* _Requirement_
Write out the lines from the line containing "spot the superman s shield logo." through the final line of the listing below, exactly, omitting every other line.

* _Data provided_
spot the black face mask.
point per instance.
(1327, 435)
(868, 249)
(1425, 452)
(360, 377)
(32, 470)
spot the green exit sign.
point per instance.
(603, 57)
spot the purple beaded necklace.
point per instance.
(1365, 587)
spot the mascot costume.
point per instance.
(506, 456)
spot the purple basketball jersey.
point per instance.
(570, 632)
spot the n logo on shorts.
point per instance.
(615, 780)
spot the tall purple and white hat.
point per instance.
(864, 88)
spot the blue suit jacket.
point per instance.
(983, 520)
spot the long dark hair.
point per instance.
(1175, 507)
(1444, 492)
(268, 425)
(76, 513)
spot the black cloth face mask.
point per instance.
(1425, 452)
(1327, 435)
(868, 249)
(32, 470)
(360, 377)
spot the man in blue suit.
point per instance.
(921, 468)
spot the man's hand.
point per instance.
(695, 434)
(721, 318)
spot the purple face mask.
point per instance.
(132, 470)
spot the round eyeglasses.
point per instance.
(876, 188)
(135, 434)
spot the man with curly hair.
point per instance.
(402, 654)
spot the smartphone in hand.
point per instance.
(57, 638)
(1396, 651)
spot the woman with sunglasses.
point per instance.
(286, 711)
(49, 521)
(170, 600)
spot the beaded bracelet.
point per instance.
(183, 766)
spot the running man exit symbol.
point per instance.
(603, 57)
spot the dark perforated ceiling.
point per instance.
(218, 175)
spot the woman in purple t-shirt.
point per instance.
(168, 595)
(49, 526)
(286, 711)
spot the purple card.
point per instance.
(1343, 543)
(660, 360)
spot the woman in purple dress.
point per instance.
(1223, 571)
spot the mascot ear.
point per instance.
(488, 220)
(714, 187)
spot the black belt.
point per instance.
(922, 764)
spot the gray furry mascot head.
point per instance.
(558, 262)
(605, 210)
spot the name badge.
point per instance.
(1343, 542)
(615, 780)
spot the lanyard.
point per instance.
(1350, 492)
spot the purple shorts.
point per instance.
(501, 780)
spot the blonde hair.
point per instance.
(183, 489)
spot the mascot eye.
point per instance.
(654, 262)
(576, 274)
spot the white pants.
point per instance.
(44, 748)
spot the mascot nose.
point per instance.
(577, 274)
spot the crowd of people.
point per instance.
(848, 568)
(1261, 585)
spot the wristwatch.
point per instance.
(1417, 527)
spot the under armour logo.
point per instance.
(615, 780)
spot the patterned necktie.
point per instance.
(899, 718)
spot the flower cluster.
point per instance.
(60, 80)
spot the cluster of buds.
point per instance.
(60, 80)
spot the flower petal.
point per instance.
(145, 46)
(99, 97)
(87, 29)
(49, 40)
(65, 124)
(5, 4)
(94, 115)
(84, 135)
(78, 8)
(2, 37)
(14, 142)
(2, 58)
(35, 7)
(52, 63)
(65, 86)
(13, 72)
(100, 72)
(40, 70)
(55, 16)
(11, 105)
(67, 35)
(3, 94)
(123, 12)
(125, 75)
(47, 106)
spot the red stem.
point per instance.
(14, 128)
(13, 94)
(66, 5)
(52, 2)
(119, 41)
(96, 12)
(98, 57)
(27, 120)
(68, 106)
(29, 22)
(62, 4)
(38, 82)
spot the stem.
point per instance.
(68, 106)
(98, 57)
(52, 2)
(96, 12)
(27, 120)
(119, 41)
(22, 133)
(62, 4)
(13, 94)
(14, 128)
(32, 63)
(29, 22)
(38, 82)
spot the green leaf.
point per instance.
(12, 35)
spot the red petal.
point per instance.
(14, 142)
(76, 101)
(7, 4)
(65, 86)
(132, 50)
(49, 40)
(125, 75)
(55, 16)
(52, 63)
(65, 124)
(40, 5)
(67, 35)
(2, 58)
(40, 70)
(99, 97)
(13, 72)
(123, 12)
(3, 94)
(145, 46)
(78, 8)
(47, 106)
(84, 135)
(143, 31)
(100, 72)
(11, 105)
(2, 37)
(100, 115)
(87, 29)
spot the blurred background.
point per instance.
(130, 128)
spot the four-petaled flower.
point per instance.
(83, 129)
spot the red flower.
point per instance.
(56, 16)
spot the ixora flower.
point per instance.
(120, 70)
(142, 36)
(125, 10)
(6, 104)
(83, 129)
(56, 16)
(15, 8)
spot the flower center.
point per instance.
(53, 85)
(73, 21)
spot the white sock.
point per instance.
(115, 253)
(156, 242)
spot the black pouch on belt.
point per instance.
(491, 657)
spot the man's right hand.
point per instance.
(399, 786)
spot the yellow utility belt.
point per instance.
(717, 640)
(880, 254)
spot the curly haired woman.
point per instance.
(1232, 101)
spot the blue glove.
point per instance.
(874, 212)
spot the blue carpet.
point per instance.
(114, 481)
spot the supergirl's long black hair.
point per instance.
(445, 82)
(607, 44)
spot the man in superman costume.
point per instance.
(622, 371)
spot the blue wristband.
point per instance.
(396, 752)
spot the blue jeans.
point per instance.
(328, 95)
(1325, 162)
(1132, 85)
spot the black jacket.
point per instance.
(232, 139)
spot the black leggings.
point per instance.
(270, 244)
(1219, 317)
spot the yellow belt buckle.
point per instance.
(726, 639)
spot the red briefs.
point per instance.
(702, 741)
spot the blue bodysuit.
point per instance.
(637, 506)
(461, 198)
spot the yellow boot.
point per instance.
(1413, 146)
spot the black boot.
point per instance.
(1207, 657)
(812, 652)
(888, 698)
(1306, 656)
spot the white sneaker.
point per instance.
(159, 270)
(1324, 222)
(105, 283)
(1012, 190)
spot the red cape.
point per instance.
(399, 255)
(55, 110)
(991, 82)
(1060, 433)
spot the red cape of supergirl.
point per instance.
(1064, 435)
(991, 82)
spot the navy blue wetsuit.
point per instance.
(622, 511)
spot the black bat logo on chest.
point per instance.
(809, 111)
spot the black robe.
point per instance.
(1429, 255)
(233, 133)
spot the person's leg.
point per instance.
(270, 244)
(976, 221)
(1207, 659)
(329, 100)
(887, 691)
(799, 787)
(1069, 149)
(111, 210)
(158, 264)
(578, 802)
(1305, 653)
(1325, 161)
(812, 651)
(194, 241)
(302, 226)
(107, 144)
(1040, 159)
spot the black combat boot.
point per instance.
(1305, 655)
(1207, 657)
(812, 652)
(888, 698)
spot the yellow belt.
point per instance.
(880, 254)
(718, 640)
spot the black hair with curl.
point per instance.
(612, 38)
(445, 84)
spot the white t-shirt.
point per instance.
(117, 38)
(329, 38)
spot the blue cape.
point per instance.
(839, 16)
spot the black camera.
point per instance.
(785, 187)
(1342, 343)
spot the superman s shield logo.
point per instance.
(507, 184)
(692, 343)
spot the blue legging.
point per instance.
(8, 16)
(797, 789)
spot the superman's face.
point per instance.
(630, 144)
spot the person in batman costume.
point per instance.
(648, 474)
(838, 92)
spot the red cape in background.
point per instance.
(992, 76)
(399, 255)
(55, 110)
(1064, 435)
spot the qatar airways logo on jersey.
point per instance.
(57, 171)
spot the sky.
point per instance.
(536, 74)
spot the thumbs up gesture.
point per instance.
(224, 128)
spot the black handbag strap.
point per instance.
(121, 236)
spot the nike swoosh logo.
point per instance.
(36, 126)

* _Result below_
spot the superman s shield logo.
point per instance.
(507, 184)
(692, 343)
spot the blue legging.
point per instance.
(8, 16)
(797, 789)
spot the superman's face.
point per instance.
(630, 144)
spot the person in batman costume.
point per instance.
(648, 474)
(838, 92)
spot the red cape in background.
point per instance.
(992, 76)
(399, 255)
(55, 110)
(1064, 435)
spot the qatar airways logo on jersey.
point per instance.
(57, 171)
spot the sky.
point per instance.
(536, 74)
spot the thumbs up gesture.
point per instance.
(224, 128)
spot the black handbag strap.
point per instance.
(121, 236)
spot the nike swoosh logo.
point per instance.
(36, 126)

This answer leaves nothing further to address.